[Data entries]
+--
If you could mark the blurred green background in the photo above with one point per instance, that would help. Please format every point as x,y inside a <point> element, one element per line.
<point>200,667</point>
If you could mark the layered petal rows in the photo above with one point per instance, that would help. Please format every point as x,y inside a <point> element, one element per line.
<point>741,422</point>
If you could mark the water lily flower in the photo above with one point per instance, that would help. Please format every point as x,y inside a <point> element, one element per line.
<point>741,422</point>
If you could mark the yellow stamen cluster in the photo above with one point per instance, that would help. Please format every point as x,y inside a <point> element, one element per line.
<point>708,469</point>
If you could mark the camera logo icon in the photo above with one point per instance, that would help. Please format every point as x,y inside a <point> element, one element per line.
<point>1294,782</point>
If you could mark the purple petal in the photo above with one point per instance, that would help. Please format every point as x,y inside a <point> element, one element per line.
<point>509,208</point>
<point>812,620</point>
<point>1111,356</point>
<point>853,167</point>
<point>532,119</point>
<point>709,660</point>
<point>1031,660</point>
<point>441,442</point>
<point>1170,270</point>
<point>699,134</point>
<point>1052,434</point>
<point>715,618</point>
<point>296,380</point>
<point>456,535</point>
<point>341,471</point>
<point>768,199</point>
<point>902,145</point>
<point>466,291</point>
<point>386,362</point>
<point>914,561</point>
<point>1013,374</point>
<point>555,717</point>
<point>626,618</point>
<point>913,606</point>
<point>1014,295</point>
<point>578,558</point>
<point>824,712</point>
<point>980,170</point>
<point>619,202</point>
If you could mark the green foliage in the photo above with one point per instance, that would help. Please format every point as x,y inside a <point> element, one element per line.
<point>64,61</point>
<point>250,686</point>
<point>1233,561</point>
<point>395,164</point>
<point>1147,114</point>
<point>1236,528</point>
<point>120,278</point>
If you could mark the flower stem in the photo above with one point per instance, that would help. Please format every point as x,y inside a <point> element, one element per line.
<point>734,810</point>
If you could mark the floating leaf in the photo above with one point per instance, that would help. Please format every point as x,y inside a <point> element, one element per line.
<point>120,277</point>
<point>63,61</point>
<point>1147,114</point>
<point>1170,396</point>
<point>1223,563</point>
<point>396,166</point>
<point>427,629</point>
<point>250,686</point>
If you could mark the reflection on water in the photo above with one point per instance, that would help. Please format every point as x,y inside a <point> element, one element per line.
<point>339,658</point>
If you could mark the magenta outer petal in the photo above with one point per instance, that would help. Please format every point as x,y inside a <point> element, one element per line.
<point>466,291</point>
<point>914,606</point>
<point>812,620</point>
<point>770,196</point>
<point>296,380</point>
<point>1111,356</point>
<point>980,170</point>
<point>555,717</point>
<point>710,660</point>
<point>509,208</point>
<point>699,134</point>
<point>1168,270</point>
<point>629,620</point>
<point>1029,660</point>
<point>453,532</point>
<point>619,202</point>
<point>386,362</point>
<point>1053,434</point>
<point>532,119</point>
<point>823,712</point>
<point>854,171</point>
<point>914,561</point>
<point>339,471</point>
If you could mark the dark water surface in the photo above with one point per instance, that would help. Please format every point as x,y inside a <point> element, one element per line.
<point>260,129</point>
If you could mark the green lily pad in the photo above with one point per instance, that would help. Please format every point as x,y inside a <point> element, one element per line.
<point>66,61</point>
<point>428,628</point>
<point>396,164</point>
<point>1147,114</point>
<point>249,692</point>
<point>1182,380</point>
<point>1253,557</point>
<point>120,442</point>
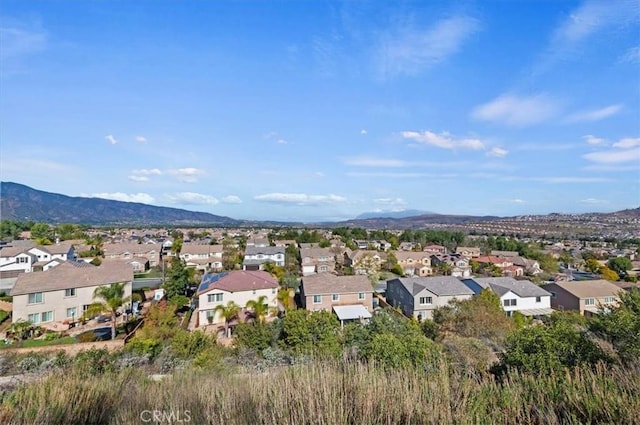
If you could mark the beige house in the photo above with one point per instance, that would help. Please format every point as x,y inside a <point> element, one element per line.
<point>350,297</point>
<point>63,293</point>
<point>414,263</point>
<point>239,286</point>
<point>127,251</point>
<point>584,296</point>
<point>317,260</point>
+--
What this task involves —
No picture belongs in the copy. Print every entry above exactly as it stands.

Problem solution —
If you could mark the blurred green background in the photo above with one point per instance, that would help. Please format every point as x,y inside a <point> element, one element per line.
<point>200,667</point>
If you could mark the layered petal rows in the photo above with one point per instance, that would help. Please format every point as x,y inside a <point> element, one element per line.
<point>741,422</point>
If you could mark the water lily flower in the photo above with one point per instance, that would help. Please format every point as x,y inside a <point> element, one element per line.
<point>741,422</point>
If you could mark the yellow stamen cluster in the photo above with one point per instance, that would help. Please format every point as x,y inside a <point> element, one element per line.
<point>708,469</point>
If you could mark the camera logo icon in the photo above with one point per instance, that would help. Please format every point as x,y inside a <point> element, one element per line.
<point>1294,782</point>
If you could mark the purple petal in the photo above with one point per instance, that would help. Please format every point as x,y inside a <point> element, one element per line.
<point>509,208</point>
<point>812,620</point>
<point>1111,356</point>
<point>853,167</point>
<point>532,119</point>
<point>709,660</point>
<point>1031,660</point>
<point>441,442</point>
<point>1170,270</point>
<point>699,134</point>
<point>1052,434</point>
<point>715,618</point>
<point>296,380</point>
<point>456,535</point>
<point>341,471</point>
<point>768,199</point>
<point>902,145</point>
<point>466,291</point>
<point>386,362</point>
<point>914,561</point>
<point>1013,374</point>
<point>555,717</point>
<point>626,618</point>
<point>913,606</point>
<point>1014,295</point>
<point>578,558</point>
<point>824,712</point>
<point>980,170</point>
<point>619,202</point>
If you could mark the green foliage in the photo above with one point per instance, that would help. Please format every point as x,y inside a <point> element, one element per line.
<point>64,61</point>
<point>250,686</point>
<point>1233,561</point>
<point>395,164</point>
<point>1147,114</point>
<point>1236,528</point>
<point>120,278</point>
If you could mark the flower stem in the photo above with one point per instance, that would help. Please format every point as x,y inside a <point> element, one element per line.
<point>734,810</point>
If you could mark the floating leaf in the photo above with one point per instance, that would help. Please format every point as x,y inside a <point> element, one element per line.
<point>120,277</point>
<point>63,61</point>
<point>1147,114</point>
<point>1170,396</point>
<point>1223,563</point>
<point>396,166</point>
<point>427,629</point>
<point>250,686</point>
If you could mark the reflection on water in the photo above with one point per instance, that would help. Please format every point as x,y inside a <point> element, one element per line.
<point>339,658</point>
If you could mark the magenta outer petal in the photo above with one point per instance, that would help. Please format every point as x,y inside a <point> element, one element per line.
<point>466,291</point>
<point>914,606</point>
<point>812,620</point>
<point>770,196</point>
<point>296,380</point>
<point>1111,356</point>
<point>980,170</point>
<point>555,717</point>
<point>710,660</point>
<point>509,208</point>
<point>699,134</point>
<point>1168,270</point>
<point>629,620</point>
<point>1029,660</point>
<point>453,532</point>
<point>619,202</point>
<point>386,362</point>
<point>1053,434</point>
<point>532,119</point>
<point>823,712</point>
<point>854,171</point>
<point>914,561</point>
<point>339,471</point>
If you could mark the dark water surface in the photo above with one point per instance, that would help. Please format every point as x,y inside a <point> element, one element per line.
<point>260,129</point>
If you could mark the green lily pad in the photo above with one point per instance, that would help. Please format every point as x,y inside a <point> element, one element per line.
<point>66,61</point>
<point>428,628</point>
<point>396,164</point>
<point>1147,114</point>
<point>249,692</point>
<point>1182,380</point>
<point>1253,557</point>
<point>120,442</point>
If you could mark the beige house in the photo above with one point per instance, that would help. Please format every point as x,y inside a <point> element, one element per line.
<point>350,297</point>
<point>63,293</point>
<point>414,263</point>
<point>239,286</point>
<point>127,251</point>
<point>584,296</point>
<point>317,260</point>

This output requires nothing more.